**The request:**
Copy the records from the line that has "# segment --target woven blanket" through the line that has "[[[330,199],[319,199],[319,205],[335,207],[335,201]]]", substituting "porch railing" for "balcony railing" and changing nothing else. Omit the pictures.

* * * * *

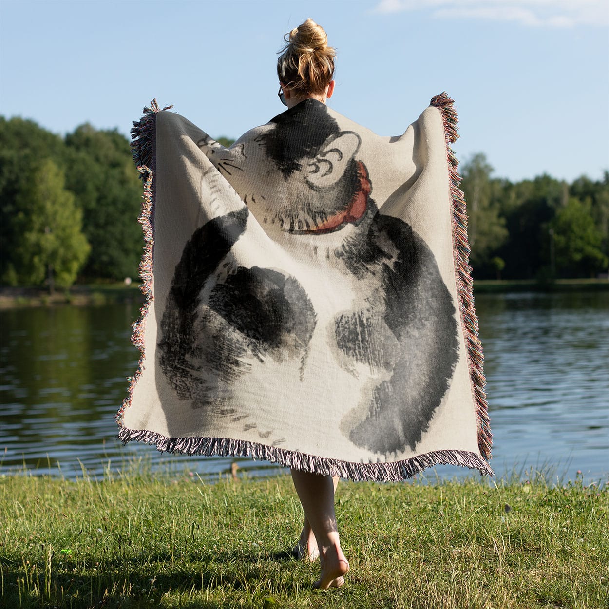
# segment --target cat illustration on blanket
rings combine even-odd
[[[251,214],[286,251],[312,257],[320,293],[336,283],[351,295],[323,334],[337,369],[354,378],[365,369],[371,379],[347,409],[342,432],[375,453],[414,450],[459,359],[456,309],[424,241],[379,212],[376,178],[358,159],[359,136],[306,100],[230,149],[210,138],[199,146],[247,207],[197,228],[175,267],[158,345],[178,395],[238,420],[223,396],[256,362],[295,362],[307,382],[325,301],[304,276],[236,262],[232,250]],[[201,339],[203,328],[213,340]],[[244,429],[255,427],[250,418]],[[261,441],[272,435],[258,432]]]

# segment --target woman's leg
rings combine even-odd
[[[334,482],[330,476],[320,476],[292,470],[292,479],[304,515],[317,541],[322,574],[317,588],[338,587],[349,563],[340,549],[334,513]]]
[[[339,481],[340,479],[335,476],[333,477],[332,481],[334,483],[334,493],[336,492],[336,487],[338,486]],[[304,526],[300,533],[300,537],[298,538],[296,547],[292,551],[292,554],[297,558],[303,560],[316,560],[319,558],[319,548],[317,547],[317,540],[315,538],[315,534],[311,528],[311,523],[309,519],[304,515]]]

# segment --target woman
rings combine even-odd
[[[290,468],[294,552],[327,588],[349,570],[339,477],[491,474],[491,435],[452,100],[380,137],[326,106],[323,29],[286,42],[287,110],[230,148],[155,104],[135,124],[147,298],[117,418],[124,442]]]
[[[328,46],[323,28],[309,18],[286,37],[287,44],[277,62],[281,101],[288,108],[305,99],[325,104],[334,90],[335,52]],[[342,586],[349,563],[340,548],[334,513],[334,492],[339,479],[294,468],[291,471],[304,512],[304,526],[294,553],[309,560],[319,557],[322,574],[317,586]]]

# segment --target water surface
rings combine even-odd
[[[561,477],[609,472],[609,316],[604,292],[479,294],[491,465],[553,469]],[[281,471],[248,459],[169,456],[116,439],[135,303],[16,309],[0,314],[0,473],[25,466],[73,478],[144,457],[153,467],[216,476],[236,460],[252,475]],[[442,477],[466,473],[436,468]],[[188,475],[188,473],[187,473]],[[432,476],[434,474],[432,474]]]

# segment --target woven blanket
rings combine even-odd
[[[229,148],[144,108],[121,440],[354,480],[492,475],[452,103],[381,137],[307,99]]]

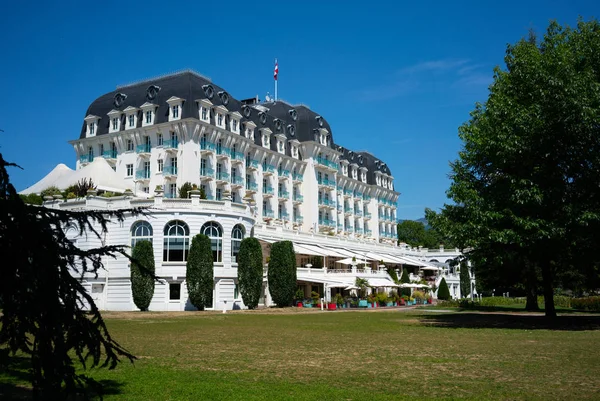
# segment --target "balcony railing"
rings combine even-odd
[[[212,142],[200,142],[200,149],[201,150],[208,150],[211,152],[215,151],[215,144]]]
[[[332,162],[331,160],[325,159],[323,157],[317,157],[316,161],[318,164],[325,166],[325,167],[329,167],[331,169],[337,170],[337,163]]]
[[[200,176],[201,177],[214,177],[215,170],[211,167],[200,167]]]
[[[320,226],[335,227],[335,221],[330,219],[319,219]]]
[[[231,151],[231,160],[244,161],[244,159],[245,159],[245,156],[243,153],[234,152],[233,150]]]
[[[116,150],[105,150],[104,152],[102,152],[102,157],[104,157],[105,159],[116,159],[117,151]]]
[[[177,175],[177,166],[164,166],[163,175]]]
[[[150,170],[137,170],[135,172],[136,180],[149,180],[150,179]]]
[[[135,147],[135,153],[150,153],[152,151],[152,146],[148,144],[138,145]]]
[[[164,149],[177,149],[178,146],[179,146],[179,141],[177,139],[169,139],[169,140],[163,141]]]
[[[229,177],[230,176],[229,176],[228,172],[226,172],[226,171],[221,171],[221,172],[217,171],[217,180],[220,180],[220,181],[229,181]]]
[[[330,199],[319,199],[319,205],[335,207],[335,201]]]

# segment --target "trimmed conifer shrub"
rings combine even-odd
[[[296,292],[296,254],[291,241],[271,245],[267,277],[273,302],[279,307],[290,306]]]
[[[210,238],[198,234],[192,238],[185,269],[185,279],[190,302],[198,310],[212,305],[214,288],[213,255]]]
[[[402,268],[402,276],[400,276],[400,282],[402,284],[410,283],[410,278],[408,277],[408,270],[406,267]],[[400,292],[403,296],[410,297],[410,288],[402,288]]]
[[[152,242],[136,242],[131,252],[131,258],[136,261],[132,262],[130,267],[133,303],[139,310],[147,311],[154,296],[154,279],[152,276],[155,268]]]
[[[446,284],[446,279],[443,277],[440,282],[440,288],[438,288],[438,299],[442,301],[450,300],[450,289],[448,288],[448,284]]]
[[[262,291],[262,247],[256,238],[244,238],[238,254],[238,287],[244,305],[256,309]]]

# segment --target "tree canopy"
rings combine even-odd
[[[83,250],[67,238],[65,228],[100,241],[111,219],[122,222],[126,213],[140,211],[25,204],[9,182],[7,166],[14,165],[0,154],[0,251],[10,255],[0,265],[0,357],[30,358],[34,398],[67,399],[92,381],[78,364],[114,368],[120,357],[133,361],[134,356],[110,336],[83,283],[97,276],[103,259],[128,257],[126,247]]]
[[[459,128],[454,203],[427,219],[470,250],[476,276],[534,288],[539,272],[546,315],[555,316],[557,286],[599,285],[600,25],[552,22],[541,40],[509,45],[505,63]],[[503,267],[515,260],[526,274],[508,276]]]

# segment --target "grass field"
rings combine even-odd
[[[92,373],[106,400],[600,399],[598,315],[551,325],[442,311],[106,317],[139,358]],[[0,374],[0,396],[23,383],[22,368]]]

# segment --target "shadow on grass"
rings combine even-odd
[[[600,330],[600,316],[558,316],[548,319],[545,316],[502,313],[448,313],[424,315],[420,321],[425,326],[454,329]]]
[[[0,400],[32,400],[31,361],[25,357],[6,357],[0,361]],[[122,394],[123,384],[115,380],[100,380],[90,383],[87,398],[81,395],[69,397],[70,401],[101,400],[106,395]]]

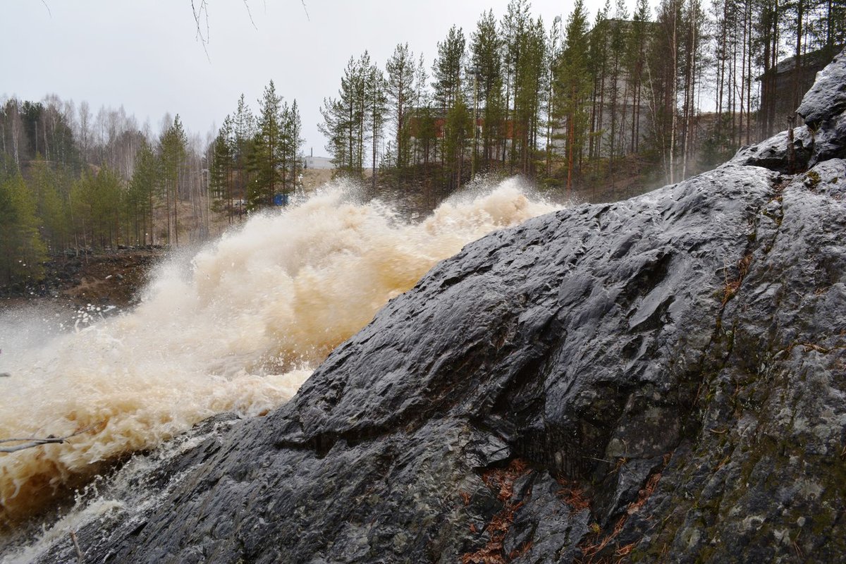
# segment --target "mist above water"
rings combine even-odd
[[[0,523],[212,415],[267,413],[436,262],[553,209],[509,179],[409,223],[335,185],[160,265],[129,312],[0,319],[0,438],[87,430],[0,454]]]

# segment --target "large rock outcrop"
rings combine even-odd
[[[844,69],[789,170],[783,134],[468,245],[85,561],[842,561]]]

* * * * *

**Result of the task:**
# segment --target woven blanket
rings combine even-odd
[[[229,148],[144,108],[121,440],[354,480],[492,475],[452,103],[381,137],[307,99]]]

# segment --target "porch railing"
rings combine even-odd
[[[212,142],[200,142],[200,149],[201,150],[208,150],[211,152],[215,151],[215,144]]]
[[[332,162],[331,160],[325,159],[323,157],[317,157],[316,161],[318,164],[325,166],[325,167],[329,167],[331,169],[337,170],[337,163]]]
[[[200,176],[201,177],[214,177],[215,170],[211,167],[200,167]]]
[[[320,226],[335,227],[335,221],[330,219],[319,219]]]
[[[231,151],[231,160],[244,161],[244,159],[245,159],[245,156],[243,153],[234,152],[233,150]]]
[[[116,150],[105,150],[104,152],[102,152],[102,157],[104,157],[105,159],[116,159],[117,151]]]
[[[177,175],[177,166],[164,166],[163,175]]]
[[[150,170],[137,170],[135,172],[136,180],[149,180],[150,179]]]
[[[135,147],[135,153],[150,153],[152,151],[152,146],[148,144],[138,145]]]
[[[164,149],[177,149],[178,146],[179,146],[179,141],[177,139],[169,139],[169,140],[163,141]]]
[[[229,177],[230,176],[229,176],[228,172],[226,172],[226,171],[221,171],[221,172],[217,171],[217,180],[220,180],[220,181],[229,181]]]
[[[330,199],[319,199],[319,205],[335,207],[335,201]]]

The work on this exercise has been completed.